____ Exercise materials
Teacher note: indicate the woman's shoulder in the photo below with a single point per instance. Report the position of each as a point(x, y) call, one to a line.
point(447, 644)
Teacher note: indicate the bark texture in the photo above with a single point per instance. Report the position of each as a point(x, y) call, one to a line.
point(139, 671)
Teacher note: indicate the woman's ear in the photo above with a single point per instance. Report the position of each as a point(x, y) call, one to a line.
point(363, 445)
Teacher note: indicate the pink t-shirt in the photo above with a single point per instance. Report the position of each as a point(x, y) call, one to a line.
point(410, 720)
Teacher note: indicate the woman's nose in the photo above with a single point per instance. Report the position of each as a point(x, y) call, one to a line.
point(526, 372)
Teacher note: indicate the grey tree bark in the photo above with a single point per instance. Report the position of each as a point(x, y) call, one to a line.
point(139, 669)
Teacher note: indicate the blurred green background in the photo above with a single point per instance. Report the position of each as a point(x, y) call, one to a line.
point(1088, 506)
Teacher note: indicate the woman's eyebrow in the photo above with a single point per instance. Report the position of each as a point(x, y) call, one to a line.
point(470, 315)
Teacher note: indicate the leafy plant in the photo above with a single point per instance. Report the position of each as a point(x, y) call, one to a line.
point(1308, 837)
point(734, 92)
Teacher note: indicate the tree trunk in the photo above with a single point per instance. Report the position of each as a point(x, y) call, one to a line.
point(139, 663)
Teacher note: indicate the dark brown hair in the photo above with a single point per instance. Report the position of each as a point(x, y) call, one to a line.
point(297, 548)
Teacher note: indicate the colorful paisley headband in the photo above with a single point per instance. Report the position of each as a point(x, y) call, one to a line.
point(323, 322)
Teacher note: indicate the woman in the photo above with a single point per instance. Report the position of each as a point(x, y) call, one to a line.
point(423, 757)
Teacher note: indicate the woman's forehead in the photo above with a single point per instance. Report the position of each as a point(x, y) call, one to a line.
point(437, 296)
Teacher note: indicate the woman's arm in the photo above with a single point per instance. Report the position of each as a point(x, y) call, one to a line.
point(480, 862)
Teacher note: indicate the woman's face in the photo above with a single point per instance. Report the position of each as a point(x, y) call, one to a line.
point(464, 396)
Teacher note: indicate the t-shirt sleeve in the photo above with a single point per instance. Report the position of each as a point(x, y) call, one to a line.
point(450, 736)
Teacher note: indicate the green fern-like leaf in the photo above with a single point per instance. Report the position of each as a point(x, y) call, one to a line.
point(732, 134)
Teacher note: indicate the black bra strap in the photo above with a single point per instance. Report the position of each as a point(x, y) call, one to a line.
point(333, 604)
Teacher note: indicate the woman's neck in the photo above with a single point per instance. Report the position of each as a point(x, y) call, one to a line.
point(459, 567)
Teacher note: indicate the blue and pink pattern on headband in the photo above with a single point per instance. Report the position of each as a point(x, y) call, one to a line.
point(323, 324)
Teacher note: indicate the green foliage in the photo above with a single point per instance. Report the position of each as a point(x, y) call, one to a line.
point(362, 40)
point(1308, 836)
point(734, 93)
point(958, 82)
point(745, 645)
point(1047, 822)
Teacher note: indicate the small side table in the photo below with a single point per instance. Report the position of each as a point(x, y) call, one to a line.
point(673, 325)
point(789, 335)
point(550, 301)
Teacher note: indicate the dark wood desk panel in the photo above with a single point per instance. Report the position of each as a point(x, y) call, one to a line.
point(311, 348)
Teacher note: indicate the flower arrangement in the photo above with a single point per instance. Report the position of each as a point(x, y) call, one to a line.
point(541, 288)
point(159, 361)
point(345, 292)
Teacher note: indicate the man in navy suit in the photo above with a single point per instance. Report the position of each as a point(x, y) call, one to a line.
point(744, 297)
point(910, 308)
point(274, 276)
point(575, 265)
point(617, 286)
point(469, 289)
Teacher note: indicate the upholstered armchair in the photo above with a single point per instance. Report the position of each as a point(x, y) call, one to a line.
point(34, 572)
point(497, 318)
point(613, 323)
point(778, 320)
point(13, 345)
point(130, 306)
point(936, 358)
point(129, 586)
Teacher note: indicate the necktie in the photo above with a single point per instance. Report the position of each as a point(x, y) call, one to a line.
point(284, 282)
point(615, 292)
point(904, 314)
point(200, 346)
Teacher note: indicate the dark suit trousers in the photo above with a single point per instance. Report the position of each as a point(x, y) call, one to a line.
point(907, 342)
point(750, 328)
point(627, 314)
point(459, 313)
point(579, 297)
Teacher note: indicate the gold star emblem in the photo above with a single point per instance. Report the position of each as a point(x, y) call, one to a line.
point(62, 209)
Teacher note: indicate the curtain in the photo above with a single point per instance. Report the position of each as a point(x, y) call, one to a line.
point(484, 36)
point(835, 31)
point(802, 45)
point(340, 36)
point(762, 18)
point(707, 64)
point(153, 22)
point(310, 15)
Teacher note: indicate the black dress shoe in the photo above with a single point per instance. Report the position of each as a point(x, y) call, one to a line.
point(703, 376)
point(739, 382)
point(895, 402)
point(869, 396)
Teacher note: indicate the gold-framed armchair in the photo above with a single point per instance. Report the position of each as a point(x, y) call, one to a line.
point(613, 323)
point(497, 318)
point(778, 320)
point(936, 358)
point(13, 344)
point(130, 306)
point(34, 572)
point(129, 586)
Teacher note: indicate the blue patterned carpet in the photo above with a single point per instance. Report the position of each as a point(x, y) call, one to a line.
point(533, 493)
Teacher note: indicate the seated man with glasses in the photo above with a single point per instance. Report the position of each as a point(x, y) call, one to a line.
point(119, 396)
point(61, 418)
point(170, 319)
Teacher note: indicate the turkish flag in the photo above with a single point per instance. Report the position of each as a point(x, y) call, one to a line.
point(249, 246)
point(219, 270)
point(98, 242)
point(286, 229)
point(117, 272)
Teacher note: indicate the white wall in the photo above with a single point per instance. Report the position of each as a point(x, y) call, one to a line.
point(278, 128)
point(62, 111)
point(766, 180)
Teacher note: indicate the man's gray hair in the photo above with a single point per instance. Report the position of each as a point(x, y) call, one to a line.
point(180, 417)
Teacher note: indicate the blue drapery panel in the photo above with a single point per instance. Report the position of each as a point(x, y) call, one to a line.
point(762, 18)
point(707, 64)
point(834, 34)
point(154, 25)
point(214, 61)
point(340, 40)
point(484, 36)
________
Reproduce all of the rows above, changing each occurrence of "Teacher note" to "Instruction" and keeping every other word unchanged.

Result of the exercise ::
Instruction: indicate the woman's shoulder in the photo below with a single point per instance. Report the position of each as a point(x, y) call, one to a line.
point(447, 644)
Instruction: indicate the bark texture in the photo above with a single point per instance. Report the position of each as a point(x, y) call, one to a line.
point(139, 671)
Instruction: indicate the woman's ear in the photo above with a single point per instance. Report the position of each as a point(x, y) call, one to a line.
point(363, 445)
Instruction: indicate the pink t-shirt in the photo above with a single point per instance. Report the position of each as a point(x, y) call, one to a line.
point(410, 720)
Instruction: indicate the woman's nose in the photo above with a single point per instance. Report the position of each as a point(x, y) call, one to a line.
point(526, 372)
Instruction: indicate the grey tree bark in the photo above with a single point per instance. Report the position of each as a point(x, y) call, one to a line.
point(139, 669)
Instruction: indicate the blurred green background in the photo above with a single point per instance. Report the position of each as a point(x, y) call, one to a line.
point(1088, 506)
Instruction: indicate the woman's eyebrow in the photo above with a single point per instance. Report the position of each as a point(x, y) call, one to a line.
point(470, 315)
Instruction: indicate the leafy plant in the photo above with a single point per instance. Report the position of each as a point(x, y) call, one to a line.
point(1308, 837)
point(734, 92)
Instruction: indicate the tree trunk in the photo above with a single point per instance. Report the position of each as a point(x, y) call, one to a line.
point(139, 663)
Instruction: indicate the dark brown hair in the photo above with a single point per instance. Report the position of each as a point(x, y) call, one to a line.
point(297, 548)
Instruction: indicate the colorful paisley headband in the photo above with a single point per instance. Report the position of each as a point(x, y) call, one to a line.
point(323, 322)
Instruction: indicate the woman in the photo above with a single point per instance. Report the position of each as a point(x, y) call, one to a line.
point(423, 757)
Instruction: indicate the woman's forehead in the photo above with a single point per instance. Report the position of each as a point(x, y) call, one to a line.
point(437, 296)
Instruction: indicate the woman's arm in the photo above with a single point per instance. Report the position of each as a point(x, y) call, one to a line.
point(480, 862)
Instruction: indicate the woman's face in the photo above with a single point per instance. Report the position of each as a point(x, y) call, one to a line.
point(464, 396)
Instruction: indicate the t-shirt sleeve in the photo above with a single point per instance. Report the position of each as a point(x, y) call, one to a line.
point(450, 736)
Instruction: indicate the green fern-like leaf in the photo above with a single point per instance. Report the position of each as a point(x, y) call, one to a line.
point(732, 134)
Instruction: indicate the black bra strap in the photo above with a single point per instance. Report the position of each as a point(x, y) call, one to a line.
point(333, 604)
Instruction: indicate the woman's neck in the photo above with a single point per instance. Report the position of each as a point(x, y) call, one to a line.
point(459, 567)
Instruction: indicate the blue and pink pattern on headband in the photo above with a single point per instance. Report the position of each as a point(x, y) call, one to a line.
point(323, 324)
Instruction: indicate the green foliage in the photo above with a single point per instance. Report the position of each as a point(x, y) call, one to a line.
point(362, 40)
point(1308, 836)
point(734, 93)
point(958, 82)
point(745, 645)
point(1047, 822)
Instruction: indicate the small side table in the photo below with a single point per instance. Report the position of each as a point(x, y) call, one to a line.
point(673, 325)
point(789, 335)
point(550, 301)
Instruction: indicate the dark wood desk panel in the photo above with a single point per instance. Report the position of each as a point(x, y) call, one to a line.
point(311, 348)
Instruction: indicate the flower arrangement in the photo above with a single point per instance. Report the position of each as a point(x, y) call, one to a line.
point(541, 288)
point(159, 361)
point(345, 292)
Instruction: indicate the man in navy suit in the photo above with a single point per instance. Report the position of each as a point(x, y) call, one to a line.
point(744, 297)
point(910, 308)
point(274, 276)
point(575, 265)
point(617, 286)
point(469, 289)
Instruction: indicate the upholstered armchair in the photo above with a single point per instance. Report the position of each as a point(x, y) call, one to a line.
point(34, 572)
point(497, 318)
point(613, 323)
point(778, 320)
point(13, 345)
point(130, 306)
point(936, 358)
point(129, 586)
Instruction: indicate the necktie in the photo above with a single point per instance. Report the position of each as a point(x, y) call, one to a line.
point(284, 282)
point(615, 292)
point(904, 314)
point(200, 346)
Instruction: indicate the dark suit trousers in the photo above with a single point per instance. Report the position of each as a point(x, y) call, one to a line.
point(907, 342)
point(750, 328)
point(627, 314)
point(459, 313)
point(579, 297)
Instruction: indicate the gold star emblem in the photo above with a single point per instance. Report the position of each as a point(x, y) call, one to a line.
point(62, 209)
Instruction: indicate the curtain in the photo above with a single point per instance. Report the position of each as a point(x, y) call, one to a line.
point(484, 36)
point(835, 31)
point(802, 45)
point(340, 36)
point(762, 18)
point(707, 64)
point(153, 22)
point(310, 15)
Instruction: indicate the black dress shoe in the photo above with a single point per instance. Report the position of each as a point(x, y) call, one to a line.
point(703, 376)
point(739, 382)
point(895, 402)
point(869, 396)
Instruction: indicate the gold-framed armchair in the photo above with a single point per instance. Report the position of each as a point(x, y) call, one to a line.
point(613, 323)
point(497, 318)
point(778, 320)
point(936, 358)
point(13, 344)
point(130, 306)
point(34, 572)
point(129, 586)
Instruction: indicate the blue patterned carpet in the photo above with a single point per instance. Report the position of each as a point(x, y) call, one to a line.
point(533, 493)
Instruction: indicate the seated man with glasses in the photo above with a single point per instance. Report the position of each as a point(x, y) call, one to a line.
point(119, 396)
point(61, 418)
point(170, 319)
Instruction: indicate the turkish flag in the photo above with a single point per instance. Report the position of each as a point(x, y) call, one to a line.
point(249, 246)
point(219, 270)
point(98, 242)
point(286, 229)
point(117, 272)
Instruction: indicate the white wall in the photo above with a single point per instance. Report the position of each as a point(x, y) call, one to a line.
point(278, 128)
point(62, 111)
point(766, 180)
Instruction: indicate the man's gray hair in the photo above with a single point per instance. Report the position of each as a point(x, y) call, one to a line.
point(180, 417)
Instruction: indicate the blue drapery panel in the photo above with a single point per instance. Report the position of each as a point(x, y) call, one to a line.
point(762, 18)
point(707, 64)
point(834, 34)
point(154, 25)
point(214, 61)
point(340, 40)
point(484, 36)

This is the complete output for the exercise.